Action item
Please copy every line of the records below that holds the word "grass".
──────── Records supplied
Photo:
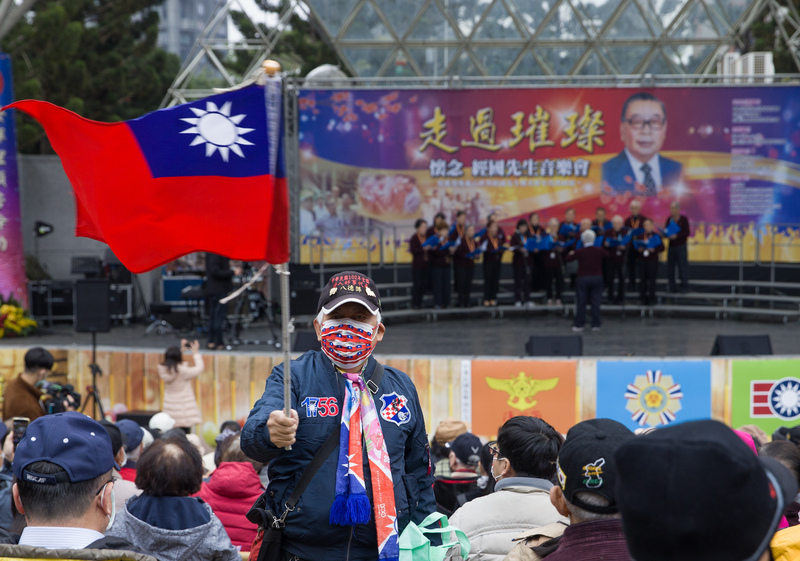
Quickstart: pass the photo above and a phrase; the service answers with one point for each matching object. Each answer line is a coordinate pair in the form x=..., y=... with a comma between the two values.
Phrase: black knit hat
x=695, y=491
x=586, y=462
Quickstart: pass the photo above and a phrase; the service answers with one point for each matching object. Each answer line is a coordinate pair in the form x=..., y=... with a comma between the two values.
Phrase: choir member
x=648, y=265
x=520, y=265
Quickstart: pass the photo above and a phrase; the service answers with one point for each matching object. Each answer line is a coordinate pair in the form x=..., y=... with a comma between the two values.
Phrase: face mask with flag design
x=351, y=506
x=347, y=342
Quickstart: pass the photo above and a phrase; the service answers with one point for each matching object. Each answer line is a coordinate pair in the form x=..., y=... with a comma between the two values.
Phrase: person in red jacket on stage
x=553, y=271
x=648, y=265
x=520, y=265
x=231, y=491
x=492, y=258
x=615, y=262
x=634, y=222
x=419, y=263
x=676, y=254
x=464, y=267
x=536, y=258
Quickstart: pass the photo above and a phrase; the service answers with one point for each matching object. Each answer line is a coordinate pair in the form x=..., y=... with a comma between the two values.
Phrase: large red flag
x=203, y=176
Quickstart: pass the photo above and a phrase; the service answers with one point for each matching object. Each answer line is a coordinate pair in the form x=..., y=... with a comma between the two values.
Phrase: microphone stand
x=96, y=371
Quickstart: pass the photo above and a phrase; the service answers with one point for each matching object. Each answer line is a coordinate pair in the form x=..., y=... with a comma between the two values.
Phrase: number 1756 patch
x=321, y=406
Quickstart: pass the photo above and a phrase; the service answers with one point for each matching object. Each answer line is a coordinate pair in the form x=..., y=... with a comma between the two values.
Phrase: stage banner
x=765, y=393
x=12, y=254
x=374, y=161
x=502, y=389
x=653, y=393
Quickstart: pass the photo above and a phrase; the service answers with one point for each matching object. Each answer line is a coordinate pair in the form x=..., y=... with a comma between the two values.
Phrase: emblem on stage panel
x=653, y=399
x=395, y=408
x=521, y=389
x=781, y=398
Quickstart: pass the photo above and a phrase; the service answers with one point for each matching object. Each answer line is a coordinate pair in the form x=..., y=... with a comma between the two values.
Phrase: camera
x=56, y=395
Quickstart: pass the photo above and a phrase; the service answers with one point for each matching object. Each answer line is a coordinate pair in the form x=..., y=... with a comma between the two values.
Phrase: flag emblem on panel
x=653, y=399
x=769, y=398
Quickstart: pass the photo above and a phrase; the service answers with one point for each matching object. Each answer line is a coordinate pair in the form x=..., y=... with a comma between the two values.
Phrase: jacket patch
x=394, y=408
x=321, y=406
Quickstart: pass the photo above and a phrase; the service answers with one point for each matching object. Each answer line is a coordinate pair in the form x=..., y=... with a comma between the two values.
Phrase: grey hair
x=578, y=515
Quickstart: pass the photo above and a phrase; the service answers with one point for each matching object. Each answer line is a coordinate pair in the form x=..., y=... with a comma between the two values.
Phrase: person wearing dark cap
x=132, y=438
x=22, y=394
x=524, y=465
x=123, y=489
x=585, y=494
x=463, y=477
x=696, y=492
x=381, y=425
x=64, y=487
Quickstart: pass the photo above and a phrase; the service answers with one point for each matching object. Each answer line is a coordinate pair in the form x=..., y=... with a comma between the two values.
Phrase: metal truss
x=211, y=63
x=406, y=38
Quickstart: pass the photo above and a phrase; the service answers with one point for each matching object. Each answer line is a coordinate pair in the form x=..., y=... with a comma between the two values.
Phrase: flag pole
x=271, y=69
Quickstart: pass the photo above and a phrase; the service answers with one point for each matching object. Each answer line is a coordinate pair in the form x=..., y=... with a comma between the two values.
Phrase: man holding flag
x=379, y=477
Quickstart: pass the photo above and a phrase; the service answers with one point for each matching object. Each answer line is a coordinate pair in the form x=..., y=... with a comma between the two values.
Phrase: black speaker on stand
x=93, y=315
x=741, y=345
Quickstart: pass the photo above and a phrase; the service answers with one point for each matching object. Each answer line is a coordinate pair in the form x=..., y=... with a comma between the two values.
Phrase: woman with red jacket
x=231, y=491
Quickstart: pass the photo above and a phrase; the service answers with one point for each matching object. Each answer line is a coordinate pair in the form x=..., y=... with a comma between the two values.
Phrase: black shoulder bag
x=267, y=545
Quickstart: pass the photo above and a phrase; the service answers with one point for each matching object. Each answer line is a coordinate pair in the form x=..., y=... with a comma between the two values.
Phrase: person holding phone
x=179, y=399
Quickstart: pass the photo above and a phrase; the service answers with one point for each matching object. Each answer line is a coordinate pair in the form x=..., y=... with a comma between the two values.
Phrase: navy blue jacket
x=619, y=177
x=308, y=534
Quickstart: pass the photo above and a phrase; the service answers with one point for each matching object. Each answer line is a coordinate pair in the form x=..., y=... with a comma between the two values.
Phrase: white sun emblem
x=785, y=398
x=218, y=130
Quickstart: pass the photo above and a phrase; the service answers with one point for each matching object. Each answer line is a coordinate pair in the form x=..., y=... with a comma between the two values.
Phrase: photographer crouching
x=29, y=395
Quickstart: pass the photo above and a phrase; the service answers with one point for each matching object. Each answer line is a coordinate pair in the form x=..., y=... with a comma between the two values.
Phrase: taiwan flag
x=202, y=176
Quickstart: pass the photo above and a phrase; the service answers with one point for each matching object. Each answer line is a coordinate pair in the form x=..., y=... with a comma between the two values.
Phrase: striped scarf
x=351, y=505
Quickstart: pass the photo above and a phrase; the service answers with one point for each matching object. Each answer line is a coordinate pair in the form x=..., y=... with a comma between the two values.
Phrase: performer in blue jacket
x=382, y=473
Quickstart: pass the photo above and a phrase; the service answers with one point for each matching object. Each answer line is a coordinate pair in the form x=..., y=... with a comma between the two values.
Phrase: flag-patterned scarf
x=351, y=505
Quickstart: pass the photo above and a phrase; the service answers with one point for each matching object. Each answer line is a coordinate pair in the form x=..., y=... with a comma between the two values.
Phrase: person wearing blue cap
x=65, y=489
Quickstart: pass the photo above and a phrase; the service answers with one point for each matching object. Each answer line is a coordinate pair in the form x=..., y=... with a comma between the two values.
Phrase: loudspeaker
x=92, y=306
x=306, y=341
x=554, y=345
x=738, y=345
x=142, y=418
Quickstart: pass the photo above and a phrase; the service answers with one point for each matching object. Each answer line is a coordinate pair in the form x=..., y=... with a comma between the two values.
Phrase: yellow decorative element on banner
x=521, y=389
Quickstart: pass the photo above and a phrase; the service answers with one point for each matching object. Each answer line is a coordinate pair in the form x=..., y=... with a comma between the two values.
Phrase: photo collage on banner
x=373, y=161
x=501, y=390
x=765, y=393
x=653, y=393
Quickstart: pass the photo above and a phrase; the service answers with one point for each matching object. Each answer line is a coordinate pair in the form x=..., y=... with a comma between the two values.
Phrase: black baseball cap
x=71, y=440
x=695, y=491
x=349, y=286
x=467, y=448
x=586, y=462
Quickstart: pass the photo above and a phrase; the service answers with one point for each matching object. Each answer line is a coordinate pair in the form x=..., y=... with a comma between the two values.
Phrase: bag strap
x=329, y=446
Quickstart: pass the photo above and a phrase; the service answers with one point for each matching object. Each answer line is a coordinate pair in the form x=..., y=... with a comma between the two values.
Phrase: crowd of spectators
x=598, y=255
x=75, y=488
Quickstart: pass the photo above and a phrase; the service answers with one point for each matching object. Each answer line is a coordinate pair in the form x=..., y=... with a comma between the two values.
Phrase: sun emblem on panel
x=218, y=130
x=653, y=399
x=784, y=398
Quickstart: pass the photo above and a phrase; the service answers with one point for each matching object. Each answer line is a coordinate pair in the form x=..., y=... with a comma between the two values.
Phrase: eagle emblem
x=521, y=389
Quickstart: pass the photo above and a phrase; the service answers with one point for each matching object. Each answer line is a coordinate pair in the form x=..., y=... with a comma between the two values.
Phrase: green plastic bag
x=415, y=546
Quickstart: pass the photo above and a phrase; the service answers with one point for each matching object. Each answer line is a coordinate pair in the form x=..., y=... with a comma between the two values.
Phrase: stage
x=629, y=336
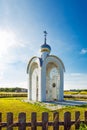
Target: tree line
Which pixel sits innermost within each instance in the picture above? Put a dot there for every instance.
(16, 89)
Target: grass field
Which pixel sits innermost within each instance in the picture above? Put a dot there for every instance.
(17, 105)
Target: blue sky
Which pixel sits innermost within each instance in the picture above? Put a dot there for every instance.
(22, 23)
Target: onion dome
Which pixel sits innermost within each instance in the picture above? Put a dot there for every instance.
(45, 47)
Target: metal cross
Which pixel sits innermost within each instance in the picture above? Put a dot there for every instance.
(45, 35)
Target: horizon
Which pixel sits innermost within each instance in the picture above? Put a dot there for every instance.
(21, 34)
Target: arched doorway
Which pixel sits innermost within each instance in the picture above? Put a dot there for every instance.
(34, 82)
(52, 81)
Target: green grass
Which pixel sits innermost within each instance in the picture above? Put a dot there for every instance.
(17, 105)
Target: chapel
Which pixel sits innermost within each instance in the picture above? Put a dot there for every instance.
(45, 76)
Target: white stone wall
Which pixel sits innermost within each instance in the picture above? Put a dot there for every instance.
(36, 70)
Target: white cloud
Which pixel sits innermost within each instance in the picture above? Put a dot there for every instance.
────────────────
Finished task
Target: grass field
Target: green grass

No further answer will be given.